## Exercise requirements
(a) In the music memoir excerpt, where and when did the writer's favorite public performance take place?
(b) Rewrite the part of the music memoir excerpt starting at "My favourite public" and ending at "crowd. He’s cool!", changing "Perth" to "Adelaide".
(c) Continue the music memoir excerpt with the text that follows its final sentence.

## Document extract
-------

Not that I find it easy. At my first, and only, eisteddfod when about 7 years old, stage fright took such a hold of me that, after stepping forward to bow to the audience, I had to be guided to the piano because my feet wouldn’t move. Have you noticed how many big name stars avoid looking at the audience until a few songs in? Stories of throwing up before going on stage are not only real for actors, but also musicians and I’m sure the majority of performers - it’s almost like standing there naked; and is anyone going to clap? Most great artists thrive on the energy overcoming such fears and doubts provide, yet we also see and feel their hurt and pain when the clapping / adulation stops.

My favourite public performance was in Perth in December 2017, when I played an improvised duet with my just-5 year old grandson, both watching each other’s eyes to work out what notes to go to next as we serenaded the lunchtime crowd. He’s cool! 

MUSICAL VARIATIONS

Standing on assembly in senior school I struck up a conversation with a young teacher who I knew was interested in music. We shouldn't have been talking. He should have been patrolling the class groups telling us to be quiet. But, with over 1,000 students standing in the hot sun, our brief chat didn’t attract any attention. That he would talk when meant to be acting out an adult role silencing us boys was what we all liked about him.

-------

## Supplied material
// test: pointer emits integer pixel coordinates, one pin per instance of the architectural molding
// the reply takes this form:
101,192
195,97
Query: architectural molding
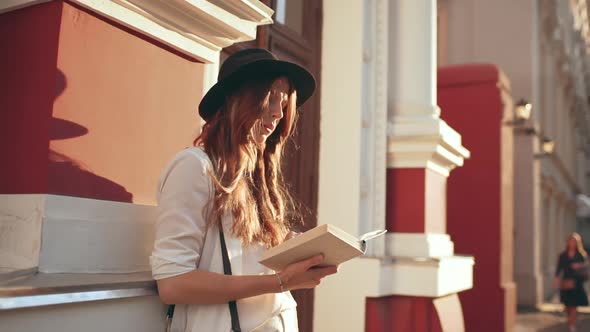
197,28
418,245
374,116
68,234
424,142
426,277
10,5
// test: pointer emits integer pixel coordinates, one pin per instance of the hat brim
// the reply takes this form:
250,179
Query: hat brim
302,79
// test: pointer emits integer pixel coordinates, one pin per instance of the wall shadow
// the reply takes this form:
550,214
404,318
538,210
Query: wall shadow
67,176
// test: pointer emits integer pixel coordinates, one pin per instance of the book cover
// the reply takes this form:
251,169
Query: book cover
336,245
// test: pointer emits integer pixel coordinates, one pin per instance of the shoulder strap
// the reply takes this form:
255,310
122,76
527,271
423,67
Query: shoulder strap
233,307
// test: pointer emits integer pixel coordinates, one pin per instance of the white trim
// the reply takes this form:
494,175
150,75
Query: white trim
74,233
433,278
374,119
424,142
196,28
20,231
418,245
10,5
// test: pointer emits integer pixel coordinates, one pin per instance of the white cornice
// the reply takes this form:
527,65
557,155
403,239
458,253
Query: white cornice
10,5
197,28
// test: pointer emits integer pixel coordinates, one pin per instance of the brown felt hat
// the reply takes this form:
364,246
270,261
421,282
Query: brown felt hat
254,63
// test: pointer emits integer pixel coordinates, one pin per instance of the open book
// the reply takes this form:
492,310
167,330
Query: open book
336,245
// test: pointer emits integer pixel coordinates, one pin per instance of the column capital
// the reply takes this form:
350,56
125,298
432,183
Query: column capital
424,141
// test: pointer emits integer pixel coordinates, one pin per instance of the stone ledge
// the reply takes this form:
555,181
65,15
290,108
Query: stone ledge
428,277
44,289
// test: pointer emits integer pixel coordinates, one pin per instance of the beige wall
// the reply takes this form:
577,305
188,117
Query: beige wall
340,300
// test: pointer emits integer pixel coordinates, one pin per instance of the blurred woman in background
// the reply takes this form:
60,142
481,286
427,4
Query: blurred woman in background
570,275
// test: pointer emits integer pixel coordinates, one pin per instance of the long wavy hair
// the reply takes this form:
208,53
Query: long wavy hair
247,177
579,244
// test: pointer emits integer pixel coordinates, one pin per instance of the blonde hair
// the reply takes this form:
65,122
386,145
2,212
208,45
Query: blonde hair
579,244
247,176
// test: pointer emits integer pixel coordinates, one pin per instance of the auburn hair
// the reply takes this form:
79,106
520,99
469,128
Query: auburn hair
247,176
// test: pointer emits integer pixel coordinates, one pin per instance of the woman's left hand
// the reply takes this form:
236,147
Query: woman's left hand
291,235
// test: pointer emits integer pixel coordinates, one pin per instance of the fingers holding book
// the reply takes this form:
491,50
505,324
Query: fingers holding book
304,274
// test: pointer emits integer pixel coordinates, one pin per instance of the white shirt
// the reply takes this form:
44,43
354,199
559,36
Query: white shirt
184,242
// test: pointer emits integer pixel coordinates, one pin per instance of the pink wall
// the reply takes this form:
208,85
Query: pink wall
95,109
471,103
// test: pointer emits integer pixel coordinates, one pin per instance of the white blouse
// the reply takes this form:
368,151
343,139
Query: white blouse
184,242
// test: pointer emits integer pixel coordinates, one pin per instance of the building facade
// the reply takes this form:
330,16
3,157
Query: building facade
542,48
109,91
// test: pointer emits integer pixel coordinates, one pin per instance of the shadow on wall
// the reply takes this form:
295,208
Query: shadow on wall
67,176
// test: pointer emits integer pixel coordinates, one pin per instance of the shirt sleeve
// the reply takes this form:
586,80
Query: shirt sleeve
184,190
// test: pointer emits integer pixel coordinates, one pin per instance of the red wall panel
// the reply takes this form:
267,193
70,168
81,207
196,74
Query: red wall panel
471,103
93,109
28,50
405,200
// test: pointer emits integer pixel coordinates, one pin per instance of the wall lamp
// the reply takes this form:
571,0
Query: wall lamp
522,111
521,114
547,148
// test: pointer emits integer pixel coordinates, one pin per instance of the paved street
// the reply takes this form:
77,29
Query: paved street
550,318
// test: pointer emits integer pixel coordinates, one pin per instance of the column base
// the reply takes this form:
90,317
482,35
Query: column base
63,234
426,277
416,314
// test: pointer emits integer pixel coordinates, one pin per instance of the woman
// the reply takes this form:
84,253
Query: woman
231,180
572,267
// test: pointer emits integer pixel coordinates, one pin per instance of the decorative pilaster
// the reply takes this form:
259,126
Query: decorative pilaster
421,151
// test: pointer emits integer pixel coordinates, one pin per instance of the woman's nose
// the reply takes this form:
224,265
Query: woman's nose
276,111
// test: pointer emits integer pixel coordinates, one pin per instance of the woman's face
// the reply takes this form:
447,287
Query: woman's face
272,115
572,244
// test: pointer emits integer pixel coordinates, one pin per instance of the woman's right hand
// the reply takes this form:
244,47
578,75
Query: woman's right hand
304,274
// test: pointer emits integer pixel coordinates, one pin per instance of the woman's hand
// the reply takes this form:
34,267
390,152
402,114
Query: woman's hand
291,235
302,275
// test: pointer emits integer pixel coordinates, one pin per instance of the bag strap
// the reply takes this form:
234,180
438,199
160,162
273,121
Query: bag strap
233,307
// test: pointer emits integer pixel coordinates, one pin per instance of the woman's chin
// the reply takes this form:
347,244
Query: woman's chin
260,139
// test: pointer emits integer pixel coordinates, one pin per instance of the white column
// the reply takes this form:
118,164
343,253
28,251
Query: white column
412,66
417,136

-------

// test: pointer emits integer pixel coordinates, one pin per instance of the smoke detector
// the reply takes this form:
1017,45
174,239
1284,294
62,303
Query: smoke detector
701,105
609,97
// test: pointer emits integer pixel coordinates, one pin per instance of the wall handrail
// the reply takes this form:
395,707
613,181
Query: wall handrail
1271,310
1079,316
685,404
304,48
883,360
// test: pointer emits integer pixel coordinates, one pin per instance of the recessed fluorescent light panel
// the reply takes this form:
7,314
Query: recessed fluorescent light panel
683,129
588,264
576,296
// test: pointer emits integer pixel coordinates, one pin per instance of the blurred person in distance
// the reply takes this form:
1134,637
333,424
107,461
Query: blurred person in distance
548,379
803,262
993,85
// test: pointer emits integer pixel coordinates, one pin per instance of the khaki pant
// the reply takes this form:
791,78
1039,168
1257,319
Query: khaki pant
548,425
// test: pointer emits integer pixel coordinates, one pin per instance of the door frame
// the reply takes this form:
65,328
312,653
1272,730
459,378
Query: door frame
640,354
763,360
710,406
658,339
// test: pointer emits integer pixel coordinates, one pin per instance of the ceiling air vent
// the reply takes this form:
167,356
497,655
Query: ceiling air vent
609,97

-------

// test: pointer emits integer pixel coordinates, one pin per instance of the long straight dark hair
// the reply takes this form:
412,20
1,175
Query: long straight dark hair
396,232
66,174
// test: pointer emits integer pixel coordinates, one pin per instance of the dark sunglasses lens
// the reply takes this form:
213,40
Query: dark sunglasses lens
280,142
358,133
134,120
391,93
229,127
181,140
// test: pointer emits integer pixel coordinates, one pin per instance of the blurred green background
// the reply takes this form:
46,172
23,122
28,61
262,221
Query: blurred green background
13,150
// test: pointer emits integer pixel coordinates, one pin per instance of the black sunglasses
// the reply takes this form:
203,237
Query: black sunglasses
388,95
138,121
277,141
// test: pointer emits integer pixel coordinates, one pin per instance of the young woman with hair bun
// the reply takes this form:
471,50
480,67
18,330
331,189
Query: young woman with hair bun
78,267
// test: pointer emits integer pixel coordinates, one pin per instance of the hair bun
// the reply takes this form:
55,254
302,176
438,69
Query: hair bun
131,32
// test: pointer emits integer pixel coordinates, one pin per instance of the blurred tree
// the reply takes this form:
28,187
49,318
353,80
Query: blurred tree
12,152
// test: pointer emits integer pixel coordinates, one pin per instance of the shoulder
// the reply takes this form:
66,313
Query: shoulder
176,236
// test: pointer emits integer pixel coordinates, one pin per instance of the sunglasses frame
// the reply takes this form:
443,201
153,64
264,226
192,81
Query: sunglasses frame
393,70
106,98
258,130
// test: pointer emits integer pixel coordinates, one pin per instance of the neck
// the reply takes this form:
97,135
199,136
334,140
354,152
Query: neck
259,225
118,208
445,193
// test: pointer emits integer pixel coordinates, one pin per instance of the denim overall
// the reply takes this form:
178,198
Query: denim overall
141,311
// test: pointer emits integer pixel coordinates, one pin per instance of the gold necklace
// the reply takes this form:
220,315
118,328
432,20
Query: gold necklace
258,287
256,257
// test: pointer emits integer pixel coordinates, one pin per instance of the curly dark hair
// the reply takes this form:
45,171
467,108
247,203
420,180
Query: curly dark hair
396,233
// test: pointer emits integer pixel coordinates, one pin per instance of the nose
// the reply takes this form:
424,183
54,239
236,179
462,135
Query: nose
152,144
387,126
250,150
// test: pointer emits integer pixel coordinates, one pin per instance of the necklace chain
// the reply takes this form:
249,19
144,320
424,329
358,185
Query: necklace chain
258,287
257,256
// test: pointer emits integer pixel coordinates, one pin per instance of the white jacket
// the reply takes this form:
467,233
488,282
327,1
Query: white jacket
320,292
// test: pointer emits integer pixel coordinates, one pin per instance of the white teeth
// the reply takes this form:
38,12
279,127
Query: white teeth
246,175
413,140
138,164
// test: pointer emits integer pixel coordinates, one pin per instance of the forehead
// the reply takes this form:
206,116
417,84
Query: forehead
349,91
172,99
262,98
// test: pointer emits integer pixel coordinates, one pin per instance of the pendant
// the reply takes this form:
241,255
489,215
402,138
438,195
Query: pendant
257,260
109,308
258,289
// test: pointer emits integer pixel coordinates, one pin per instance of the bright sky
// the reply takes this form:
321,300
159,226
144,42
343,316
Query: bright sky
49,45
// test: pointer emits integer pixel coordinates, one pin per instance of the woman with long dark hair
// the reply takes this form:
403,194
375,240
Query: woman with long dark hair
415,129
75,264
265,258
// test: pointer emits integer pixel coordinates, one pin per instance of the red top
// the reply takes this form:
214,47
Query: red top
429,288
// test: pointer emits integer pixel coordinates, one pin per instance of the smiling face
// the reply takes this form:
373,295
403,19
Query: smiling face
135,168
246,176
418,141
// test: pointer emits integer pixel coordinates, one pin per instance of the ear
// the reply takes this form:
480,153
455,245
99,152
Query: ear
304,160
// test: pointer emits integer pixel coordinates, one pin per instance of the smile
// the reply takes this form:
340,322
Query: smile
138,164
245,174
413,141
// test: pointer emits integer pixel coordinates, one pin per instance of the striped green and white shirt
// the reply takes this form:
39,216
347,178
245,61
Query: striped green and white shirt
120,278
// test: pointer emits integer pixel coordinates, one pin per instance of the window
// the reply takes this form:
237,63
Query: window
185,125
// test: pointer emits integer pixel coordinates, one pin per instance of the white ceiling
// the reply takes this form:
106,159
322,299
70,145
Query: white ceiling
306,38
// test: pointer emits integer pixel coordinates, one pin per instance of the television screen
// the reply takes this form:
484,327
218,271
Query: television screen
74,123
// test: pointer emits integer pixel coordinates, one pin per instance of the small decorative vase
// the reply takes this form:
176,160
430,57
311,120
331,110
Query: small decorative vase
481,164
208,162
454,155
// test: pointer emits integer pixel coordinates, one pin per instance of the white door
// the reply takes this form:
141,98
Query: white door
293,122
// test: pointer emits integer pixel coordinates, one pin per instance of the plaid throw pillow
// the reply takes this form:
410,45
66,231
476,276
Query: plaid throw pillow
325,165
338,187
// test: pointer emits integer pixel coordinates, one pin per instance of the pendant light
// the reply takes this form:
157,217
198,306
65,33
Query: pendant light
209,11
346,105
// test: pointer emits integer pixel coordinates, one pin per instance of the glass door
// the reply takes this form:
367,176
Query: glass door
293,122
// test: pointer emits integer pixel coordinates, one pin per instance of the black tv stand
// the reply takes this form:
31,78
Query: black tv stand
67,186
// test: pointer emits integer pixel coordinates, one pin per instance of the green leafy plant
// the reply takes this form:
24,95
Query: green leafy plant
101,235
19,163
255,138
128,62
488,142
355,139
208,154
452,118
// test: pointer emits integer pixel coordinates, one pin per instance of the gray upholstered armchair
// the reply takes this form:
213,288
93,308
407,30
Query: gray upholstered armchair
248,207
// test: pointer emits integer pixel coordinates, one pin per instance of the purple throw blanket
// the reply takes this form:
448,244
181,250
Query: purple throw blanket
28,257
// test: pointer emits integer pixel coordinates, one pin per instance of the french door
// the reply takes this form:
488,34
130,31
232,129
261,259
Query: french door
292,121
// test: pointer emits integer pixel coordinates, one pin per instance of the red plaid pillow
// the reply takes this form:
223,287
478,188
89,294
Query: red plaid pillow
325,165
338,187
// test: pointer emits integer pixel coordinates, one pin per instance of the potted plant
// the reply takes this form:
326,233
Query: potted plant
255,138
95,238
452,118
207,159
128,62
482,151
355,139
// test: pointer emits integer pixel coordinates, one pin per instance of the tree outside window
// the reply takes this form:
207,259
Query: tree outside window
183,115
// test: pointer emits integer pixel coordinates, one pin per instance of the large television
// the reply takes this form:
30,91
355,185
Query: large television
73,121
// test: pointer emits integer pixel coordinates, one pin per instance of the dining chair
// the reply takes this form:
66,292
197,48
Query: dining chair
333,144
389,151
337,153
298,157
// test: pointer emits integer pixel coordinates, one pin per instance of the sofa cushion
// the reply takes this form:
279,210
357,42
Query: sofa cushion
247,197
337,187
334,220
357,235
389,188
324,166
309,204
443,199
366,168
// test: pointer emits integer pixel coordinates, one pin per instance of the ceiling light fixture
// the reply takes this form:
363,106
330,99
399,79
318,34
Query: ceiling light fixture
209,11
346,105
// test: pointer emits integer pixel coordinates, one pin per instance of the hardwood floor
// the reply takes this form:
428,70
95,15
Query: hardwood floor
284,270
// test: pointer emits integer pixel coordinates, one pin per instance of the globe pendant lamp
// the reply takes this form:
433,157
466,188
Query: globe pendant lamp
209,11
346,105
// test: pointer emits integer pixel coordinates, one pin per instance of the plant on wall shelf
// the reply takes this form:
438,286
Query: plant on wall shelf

-------

## Results for each task
(a) In Perth in December 2017.

(b)
My favourite public performance was in Adelaide in December 2017, when I played an improvised duet with my just-5 year old grandson, both watching each other’s eyes to work out what notes to go to next as we serenaded the lunchtime crowd. He’s cool!

(c)
And he liked Bob. He was telling me about a Dylan single B side that had a different version to the album version and I was intrigued. I’d already latched on to the full album version of “Just Like A Woman” with it’s long, affectionate and pained harmonica outro that was cut to a few seconds for the single. The song he told me about was a live variation, and Bob’s always said that’s how his songs should be heard, how he hears them.

Variations on a musical theme have been at the core of composition since the Stone Age — either variations throughout a single piece, or variations in the way different people play it, at different times, variations in the instruments used, or variations in how the same person plays it depending on the location, their mood, or a zillion other variables.

We can all cite hundreds of examples of great re-readings of major hits, e.g., by Joni Mitchell (whose songs were never bedded down into a single thing anyway), impressively by Joe Cocker and, my favourite, Bruce Springsteen’s transformation of the (misunderstood as nationalistic) stadium rock anthem “Born In The USA” into a chilling acoustic accusation against those who forget what the values are that made America “great”, values that bound millions of migrants (poor and dispossessed) together on to common ground, symbolised in The Boss’s story of the treatment of a Vietnam veteran.

I’m not sure how to move into this paragraph, because I don’t want to give even a hint of an impression I think I’m in the same galaxy, let alone universe, as the examples above, but I want to give my own example, via “If I Give My Heart To You?”. Quite by surprise, this is (by a long shot) the most listened to of the “Midnight Rain” tracks on my Soundcloud site. This song actually has a long bridge in the middle that you won’t hear on “Midnight Rain” or anywhere else, yet. When I did a run through of this for Heath at Night Train Studios I was worried the bridge made it a bit too long and boring so I didn’t play it. When we sat down and listened to the take he had, we both looked at each other and said “That’s it!” — straight, clear, uncluttered, notes ringing out my declaration of love.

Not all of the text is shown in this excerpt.